The rather threadbare feeling of the game is further emphasised by the fact that there are only two game modes: the usual versus battles and the "fight everyone once plus a couple of bosses" whirlwind of mediocrity that is the tournament or "circuit" mode. Fights take the usual best-of-three-rounds approach. You've probably figured all this out already, but in case you were waiting for a big surprise, a shocking revelation that Fight Fever somehow goes above and beyond the SFII template, then I can tell you now that this is it. Fight Fever is average. No, it's beyond average, occupying it's own parallel dimension because being the "most average" would be a point of some interest and by God there'll be none of that in this game.
The gameplay is as basic and uninteresting as a Tesco Value sliced white loaf. Punch, kick and use your special moves, which are of course activated via the familiar quarter-circle and button techniques, and here we stumble upon on of Fight Fever's more noticeable failings: every character has the same special moves. They're not identical, in that they look different and have slightly variable hitboxes, but the main arsenal of each character consists of a projectile attack and a dashing body attack, such as a flying kick or Nick Commando's running headbutt.
Naturally, this means there's a tendency for the already-bland soup of characters to congeal into one homogeneous lump, where a battle between Golrio and Kim Hoon can only be followed by focussing on Kim's radical hairdo and Miyuki and Chintao would be basically the same character if Miyuki couldn't scratch people's eyes out. There's nothing wrong with fireballs or flying kicks or what have you, many a famous fighter has been built upon them, and the characters do have some other moves, but the majority of any Fight Fever battle revolves around those two moves.
- - -
### [INSTRUCTION 1]
Do the following statements agree with the Fight Fever passage? Answer yes or no for each, and quote the words of the passage that decide it.
(a) The game offers more than two game modes.
(b) Every character has the same special moves.
(c) Fights use a best-of-five-rounds format.

### [RECORDS SHOWN]
- - -
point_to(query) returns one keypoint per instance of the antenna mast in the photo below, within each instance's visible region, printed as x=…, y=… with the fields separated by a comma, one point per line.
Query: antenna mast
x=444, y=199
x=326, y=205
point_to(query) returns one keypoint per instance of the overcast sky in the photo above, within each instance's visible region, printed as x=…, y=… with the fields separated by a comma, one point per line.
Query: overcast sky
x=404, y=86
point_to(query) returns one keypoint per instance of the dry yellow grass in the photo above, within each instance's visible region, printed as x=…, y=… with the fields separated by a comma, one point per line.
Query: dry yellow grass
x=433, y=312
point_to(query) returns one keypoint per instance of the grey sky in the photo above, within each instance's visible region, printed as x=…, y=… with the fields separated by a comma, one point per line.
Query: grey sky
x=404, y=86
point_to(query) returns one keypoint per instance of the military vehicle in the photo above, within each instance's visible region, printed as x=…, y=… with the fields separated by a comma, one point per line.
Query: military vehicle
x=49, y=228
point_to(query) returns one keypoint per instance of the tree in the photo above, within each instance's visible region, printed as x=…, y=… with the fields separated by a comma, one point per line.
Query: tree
- - -
### [INSTRUCTION 2]
Lay out the part of the rows that opens with their first line and closes with the line containing "x=49, y=228" as a Markdown table with the columns Number and Row line. Include both end lines and leave out blank lines.

### [REPLY 1]
(a) No: "there are only two game modes"
(b) Yes: "every character has the same special moves."
(c) No: "Fights take the usual best-of-three-rounds approach."

### [REPLY 2]
| Number | Row line |
|---|---|
| 1 | point_to(query) returns one keypoint per instance of the antenna mast in the photo below, within each instance's visible region, printed as x=…, y=… with the fields separated by a comma, one point per line. |
| 2 | Query: antenna mast |
| 3 | x=444, y=199 |
| 4 | x=326, y=205 |
| 5 | point_to(query) returns one keypoint per instance of the overcast sky in the photo above, within each instance's visible region, printed as x=…, y=… with the fields separated by a comma, one point per line. |
| 6 | Query: overcast sky |
| 7 | x=404, y=86 |
| 8 | point_to(query) returns one keypoint per instance of the dry yellow grass in the photo above, within each instance's visible region, printed as x=…, y=… with the fields separated by a comma, one point per line. |
| 9 | Query: dry yellow grass |
| 10 | x=433, y=312 |
| 11 | point_to(query) returns one keypoint per instance of the grey sky in the photo above, within each instance's visible region, printed as x=…, y=… with the fields separated by a comma, one point per line. |
| 12 | Query: grey sky |
| 13 | x=404, y=86 |
| 14 | point_to(query) returns one keypoint per instance of the military vehicle in the photo above, within each instance's visible region, printed as x=…, y=… with the fields separated by a comma, one point per line. |
| 15 | Query: military vehicle |
| 16 | x=49, y=228 |